** Text segment follows **

How Trump’s Tax Reform Could Impact Your Student Loan Debt
Welcome to the start of tax season. That special time of year that leaves many students scratching their heads, wondering what the heck they need to do to file their income tax return.
And if you’ve been following the news, you might also remember that back in January 2018, the Trump administration passed a Tax Cuts and Jobs Act, which led to some pretty major changes to how Americans do their taxes.
The good news? The two most controversial changes for students were not included in the final bill. For instance, while there was a lot of fear about a potential tax on tuition waivers for graduate students, this was eventually axed.
Similarly, Trump also wanted to get rid of the student loan interest deduction. This is a tax break that gives students the option to claim a deduction of up to $2,500 for interest paid on their student loans during the year. But this also didn’t make the cut and thankfully, the student loan interest deduction is safe and sound for now.
With those two major headaches eliminated, there’s way less to worry about. But that doesn’t mean you’re automatically in the clear.
Here’s what has changed, and how it affects you.

** End of Text segment **
** Available data follows **

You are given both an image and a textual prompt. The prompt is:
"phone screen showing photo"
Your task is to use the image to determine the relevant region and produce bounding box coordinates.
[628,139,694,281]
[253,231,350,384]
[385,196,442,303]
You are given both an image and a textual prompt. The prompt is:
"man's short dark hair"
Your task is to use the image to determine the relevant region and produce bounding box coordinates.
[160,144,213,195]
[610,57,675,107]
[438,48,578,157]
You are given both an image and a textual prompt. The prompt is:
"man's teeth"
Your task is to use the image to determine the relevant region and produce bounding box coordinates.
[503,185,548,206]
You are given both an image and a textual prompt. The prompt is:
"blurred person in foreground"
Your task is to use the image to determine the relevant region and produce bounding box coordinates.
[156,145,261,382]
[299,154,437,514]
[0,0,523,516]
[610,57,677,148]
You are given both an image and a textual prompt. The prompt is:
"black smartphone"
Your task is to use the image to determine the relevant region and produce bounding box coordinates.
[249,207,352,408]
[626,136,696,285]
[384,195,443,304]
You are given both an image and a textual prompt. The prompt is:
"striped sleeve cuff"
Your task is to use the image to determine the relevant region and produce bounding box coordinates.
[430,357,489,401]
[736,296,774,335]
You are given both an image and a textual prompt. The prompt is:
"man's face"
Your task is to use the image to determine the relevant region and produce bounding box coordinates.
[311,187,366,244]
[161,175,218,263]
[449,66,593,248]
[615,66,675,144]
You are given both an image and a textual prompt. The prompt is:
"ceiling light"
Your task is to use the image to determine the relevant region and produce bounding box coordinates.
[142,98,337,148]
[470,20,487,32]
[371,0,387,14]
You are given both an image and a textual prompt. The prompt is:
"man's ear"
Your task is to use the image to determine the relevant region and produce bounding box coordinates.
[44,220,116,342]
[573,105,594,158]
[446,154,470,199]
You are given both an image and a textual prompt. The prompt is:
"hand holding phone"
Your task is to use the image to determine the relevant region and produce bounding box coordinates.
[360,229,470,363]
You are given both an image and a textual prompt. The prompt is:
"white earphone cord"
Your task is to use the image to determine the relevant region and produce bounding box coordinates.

** End of Available data **

## [Work order]
Reproduce the entire article on tax reform and student loan debt, word for word from its title to its final sentence.

## [Answer for this exercise]
How Trump’s Tax Reform Could Impact Your Student Loan Debt
Welcome to the start of tax season. That special time of year that leaves many students scratching their heads, wondering what the heck they need to do to file their income tax return.
And if you’ve been following the news, you might also remember that back in January 2018, the Trump administration passed a Tax Cuts and Jobs Act, which led to some pretty major changes to how Americans do their taxes.
The good news? The two most controversial changes for students were not included in the final bill. For instance, while there was a lot of fear about a potential tax on tuition waivers for graduate students, this was eventually axed.
Similarly, Trump also wanted to get rid of the student loan interest deduction. This is a tax break that gives students the option to claim a deduction of up to $2,500 for interest paid on their student loans during the year. But this also didn’t make the cut and thankfully, the student loan interest deduction is safe and sound for now.
With those two major headaches eliminated, there’s way less to worry about. But that doesn’t mean you’re automatically in the clear.
Here’s what has changed, and how it affects you.